* [Task to complete] Give back exactly the lines that run from the beginning of the entries to the line containing "Target: man's hand", both included, and nothing else.

* [Dataset entries]
◇ ◇ ◇ ◇ ◇ ◇ ◇
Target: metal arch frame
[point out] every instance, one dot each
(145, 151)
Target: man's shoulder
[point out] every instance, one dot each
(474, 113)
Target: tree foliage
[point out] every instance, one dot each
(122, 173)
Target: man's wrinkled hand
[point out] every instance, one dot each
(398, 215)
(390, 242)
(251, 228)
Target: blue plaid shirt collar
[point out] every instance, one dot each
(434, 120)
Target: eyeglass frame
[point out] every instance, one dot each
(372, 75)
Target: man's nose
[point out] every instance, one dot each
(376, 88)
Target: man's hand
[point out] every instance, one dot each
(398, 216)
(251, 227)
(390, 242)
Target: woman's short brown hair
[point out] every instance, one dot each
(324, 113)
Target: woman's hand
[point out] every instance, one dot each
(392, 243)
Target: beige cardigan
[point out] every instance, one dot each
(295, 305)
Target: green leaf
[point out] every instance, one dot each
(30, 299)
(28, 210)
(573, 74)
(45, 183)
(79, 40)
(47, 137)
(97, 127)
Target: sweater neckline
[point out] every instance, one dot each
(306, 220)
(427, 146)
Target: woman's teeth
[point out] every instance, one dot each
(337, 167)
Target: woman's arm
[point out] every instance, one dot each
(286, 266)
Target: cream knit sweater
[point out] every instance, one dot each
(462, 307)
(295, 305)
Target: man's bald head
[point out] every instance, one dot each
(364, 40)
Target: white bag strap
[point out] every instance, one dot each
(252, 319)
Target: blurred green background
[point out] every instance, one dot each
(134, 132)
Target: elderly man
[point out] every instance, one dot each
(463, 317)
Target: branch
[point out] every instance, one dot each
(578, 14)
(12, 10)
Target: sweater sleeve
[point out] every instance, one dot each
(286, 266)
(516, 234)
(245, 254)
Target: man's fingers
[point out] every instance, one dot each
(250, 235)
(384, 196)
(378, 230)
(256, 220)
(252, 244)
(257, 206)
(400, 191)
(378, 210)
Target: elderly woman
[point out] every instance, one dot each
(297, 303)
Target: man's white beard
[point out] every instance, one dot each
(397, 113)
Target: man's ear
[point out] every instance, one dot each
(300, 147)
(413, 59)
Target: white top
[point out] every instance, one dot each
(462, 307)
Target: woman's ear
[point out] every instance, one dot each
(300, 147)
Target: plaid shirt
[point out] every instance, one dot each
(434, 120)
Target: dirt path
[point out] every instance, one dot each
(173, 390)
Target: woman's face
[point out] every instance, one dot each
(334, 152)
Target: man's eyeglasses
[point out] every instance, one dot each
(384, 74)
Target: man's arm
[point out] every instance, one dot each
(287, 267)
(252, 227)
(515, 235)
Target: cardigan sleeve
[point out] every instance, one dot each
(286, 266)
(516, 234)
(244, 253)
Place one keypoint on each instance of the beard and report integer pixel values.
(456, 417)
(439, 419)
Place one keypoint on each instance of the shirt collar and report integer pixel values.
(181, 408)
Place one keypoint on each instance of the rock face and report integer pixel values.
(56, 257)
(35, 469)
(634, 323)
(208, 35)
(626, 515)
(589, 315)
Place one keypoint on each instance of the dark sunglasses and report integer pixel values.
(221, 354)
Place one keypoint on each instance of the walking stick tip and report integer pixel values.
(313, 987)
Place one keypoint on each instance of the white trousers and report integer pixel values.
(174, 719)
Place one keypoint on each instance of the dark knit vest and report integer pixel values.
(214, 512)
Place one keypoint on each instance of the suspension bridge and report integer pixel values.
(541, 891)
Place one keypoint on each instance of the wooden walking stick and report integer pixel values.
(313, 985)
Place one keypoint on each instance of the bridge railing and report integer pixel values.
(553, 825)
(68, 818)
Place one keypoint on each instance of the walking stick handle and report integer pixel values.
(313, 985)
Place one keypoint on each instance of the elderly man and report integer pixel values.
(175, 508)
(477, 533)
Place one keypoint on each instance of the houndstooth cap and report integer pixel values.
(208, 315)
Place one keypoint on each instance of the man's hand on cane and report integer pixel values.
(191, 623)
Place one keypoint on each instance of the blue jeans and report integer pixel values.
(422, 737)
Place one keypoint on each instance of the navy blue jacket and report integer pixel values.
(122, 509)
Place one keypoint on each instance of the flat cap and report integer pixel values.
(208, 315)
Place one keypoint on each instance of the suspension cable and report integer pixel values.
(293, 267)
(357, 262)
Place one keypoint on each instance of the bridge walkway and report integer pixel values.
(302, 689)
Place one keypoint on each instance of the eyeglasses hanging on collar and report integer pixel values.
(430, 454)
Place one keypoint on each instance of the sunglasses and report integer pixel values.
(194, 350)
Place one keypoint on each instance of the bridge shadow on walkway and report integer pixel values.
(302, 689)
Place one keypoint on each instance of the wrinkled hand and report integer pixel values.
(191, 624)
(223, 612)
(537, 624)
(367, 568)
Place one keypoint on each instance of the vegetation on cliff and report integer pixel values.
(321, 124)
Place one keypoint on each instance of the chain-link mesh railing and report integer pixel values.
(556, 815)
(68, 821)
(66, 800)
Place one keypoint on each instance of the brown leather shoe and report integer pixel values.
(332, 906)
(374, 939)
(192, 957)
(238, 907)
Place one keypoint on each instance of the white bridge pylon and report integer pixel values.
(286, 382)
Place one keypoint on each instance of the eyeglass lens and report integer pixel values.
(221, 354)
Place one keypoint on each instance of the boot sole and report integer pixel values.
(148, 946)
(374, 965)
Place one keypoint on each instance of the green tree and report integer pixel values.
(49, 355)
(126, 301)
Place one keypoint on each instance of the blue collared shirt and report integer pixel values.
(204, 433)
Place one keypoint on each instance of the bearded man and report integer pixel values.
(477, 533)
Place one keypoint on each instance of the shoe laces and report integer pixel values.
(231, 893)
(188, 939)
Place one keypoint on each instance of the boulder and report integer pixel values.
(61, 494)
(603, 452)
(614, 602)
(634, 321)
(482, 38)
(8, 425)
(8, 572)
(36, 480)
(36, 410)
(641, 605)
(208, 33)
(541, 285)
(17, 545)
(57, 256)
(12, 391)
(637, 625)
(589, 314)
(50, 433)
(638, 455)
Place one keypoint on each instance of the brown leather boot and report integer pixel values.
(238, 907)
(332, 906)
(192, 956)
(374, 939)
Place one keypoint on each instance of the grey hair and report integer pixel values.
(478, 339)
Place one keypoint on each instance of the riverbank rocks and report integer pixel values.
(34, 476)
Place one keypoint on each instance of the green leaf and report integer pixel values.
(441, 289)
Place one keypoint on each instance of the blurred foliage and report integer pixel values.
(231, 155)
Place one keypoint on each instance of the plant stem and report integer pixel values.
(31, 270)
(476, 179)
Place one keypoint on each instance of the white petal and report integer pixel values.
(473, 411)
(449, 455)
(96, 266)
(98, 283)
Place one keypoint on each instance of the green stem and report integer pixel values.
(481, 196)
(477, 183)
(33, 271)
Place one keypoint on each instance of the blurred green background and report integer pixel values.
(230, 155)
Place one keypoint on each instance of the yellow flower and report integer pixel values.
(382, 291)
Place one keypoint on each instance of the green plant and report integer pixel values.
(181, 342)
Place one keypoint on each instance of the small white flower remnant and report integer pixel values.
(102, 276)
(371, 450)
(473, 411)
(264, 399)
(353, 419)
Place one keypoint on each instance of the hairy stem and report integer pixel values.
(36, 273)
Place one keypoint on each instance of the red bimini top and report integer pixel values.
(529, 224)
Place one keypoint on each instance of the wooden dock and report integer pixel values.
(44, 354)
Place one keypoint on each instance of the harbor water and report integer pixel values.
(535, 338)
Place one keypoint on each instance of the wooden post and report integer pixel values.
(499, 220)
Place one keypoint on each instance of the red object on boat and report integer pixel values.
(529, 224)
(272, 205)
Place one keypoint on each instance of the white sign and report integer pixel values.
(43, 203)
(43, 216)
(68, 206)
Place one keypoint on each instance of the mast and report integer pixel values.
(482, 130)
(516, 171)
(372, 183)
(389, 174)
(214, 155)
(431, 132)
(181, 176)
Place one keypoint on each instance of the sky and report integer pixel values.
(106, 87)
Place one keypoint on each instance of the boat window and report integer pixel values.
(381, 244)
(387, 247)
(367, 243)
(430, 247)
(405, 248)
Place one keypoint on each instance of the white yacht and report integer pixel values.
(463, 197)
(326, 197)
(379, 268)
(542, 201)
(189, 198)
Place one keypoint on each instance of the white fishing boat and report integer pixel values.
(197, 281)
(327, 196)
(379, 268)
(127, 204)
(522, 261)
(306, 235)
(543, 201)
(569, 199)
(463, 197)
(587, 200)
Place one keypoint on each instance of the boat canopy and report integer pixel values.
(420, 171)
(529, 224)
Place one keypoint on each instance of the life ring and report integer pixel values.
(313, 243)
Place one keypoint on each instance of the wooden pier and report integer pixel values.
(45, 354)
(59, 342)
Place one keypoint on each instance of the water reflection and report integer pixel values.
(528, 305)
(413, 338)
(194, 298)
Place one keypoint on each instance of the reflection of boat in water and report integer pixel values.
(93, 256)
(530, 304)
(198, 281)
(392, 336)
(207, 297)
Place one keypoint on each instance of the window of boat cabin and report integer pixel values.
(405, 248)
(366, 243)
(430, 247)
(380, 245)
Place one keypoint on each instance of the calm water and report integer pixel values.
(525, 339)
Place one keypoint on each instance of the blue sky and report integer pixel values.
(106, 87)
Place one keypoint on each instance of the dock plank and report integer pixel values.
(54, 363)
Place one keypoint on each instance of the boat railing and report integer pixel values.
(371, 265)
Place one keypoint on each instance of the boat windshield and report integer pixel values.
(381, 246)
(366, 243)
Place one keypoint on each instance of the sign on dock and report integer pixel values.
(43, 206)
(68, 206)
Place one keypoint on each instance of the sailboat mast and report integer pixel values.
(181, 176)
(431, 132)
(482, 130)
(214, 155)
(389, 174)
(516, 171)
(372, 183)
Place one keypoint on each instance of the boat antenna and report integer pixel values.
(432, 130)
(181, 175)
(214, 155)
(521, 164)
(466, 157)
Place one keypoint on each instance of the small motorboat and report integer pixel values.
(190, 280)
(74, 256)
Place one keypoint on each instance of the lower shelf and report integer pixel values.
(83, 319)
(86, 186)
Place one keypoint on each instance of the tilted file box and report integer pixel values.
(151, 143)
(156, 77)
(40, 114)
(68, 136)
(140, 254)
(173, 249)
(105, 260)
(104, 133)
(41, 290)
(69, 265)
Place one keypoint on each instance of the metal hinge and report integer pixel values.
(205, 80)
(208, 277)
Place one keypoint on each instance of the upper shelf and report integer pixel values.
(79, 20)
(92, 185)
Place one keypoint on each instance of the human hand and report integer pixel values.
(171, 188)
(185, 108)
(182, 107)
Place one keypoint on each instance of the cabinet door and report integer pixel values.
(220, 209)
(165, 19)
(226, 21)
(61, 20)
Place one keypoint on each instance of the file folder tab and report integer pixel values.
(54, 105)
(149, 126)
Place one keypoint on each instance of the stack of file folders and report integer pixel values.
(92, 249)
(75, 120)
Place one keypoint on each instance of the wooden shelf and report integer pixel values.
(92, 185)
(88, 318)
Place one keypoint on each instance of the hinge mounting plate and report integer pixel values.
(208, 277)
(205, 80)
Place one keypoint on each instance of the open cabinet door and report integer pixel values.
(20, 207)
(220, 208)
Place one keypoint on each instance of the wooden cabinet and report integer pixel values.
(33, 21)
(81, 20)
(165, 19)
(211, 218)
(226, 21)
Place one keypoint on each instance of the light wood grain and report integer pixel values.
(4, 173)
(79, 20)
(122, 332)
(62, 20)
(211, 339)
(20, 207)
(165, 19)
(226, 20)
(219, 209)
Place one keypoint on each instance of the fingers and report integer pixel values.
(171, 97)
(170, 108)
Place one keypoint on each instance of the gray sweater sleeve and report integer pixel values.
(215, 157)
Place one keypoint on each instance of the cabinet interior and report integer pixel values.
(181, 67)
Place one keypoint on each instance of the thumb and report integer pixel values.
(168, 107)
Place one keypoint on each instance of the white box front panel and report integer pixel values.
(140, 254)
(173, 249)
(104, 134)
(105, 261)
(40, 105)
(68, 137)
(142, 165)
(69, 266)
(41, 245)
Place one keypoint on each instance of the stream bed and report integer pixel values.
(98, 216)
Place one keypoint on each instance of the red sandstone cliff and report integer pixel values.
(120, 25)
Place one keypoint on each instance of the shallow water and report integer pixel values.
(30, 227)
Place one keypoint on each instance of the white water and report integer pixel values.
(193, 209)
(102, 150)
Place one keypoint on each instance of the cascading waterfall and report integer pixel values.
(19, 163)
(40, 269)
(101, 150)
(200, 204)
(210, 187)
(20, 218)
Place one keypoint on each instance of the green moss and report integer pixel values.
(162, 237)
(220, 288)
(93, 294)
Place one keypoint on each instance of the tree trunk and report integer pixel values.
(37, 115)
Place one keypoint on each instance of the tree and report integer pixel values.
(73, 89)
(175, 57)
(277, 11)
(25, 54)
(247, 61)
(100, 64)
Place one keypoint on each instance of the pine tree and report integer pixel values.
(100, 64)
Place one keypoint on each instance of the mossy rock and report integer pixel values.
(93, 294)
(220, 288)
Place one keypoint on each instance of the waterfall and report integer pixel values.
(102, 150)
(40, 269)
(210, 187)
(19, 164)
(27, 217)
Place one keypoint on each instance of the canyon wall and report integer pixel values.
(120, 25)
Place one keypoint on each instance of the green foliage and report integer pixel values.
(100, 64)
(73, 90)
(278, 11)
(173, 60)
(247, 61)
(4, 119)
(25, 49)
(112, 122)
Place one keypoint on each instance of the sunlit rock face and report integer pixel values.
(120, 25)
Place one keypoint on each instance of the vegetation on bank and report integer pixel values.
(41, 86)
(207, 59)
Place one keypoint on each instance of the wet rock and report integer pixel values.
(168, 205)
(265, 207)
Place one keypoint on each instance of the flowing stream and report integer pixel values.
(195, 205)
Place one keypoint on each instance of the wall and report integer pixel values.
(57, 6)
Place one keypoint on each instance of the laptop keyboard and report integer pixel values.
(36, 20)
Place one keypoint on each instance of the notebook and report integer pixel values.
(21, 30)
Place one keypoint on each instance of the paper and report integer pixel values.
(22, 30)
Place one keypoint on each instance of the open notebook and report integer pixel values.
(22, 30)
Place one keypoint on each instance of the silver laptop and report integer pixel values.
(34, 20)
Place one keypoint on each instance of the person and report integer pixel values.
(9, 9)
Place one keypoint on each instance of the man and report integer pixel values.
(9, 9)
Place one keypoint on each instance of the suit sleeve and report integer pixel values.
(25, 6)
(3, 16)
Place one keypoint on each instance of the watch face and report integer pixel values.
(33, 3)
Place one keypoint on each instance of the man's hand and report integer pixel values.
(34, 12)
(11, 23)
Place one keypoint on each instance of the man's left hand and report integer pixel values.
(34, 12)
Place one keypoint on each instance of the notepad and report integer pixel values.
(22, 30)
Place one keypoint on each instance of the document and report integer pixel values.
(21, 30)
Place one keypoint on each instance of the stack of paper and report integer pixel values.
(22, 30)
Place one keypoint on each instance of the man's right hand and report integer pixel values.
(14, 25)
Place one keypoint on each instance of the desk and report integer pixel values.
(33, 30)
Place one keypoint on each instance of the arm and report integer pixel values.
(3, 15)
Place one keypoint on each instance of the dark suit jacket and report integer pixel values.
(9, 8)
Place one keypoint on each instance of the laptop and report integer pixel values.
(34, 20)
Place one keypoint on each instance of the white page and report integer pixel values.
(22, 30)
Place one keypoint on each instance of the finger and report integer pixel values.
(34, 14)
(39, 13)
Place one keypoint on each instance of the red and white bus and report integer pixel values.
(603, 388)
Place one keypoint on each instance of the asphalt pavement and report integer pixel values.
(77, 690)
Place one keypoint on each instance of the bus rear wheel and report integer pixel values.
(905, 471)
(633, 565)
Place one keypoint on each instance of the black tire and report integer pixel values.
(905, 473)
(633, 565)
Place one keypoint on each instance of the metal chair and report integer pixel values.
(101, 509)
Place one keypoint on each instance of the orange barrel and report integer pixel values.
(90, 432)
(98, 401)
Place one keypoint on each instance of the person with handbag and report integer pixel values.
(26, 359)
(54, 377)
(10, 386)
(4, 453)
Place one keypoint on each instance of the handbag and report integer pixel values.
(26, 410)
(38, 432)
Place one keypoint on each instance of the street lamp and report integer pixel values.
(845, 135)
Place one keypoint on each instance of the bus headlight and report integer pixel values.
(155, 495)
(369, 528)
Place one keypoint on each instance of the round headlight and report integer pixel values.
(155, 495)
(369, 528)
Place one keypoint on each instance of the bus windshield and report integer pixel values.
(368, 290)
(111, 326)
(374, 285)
◇ ◇ ◇ ◇ ◇ ◇ ◇
* [Exercise response]
Target: metal arch frame
[point out] every instance, one dot each
(145, 151)
Target: man's shoulder
[point out] every instance, one dot each
(474, 113)
Target: tree foliage
[point out] every instance, one dot each
(122, 173)
Target: man's wrinkled hand
[point out] every instance, one dot each
(398, 215)
(390, 242)
(251, 228)
Target: blue plaid shirt collar
[point out] every instance, one dot each
(434, 120)
Target: eyeglass frame
[point out] every instance, one dot each
(372, 75)
Target: man's nose
[point out] every instance, one dot each
(376, 88)
Target: man's hand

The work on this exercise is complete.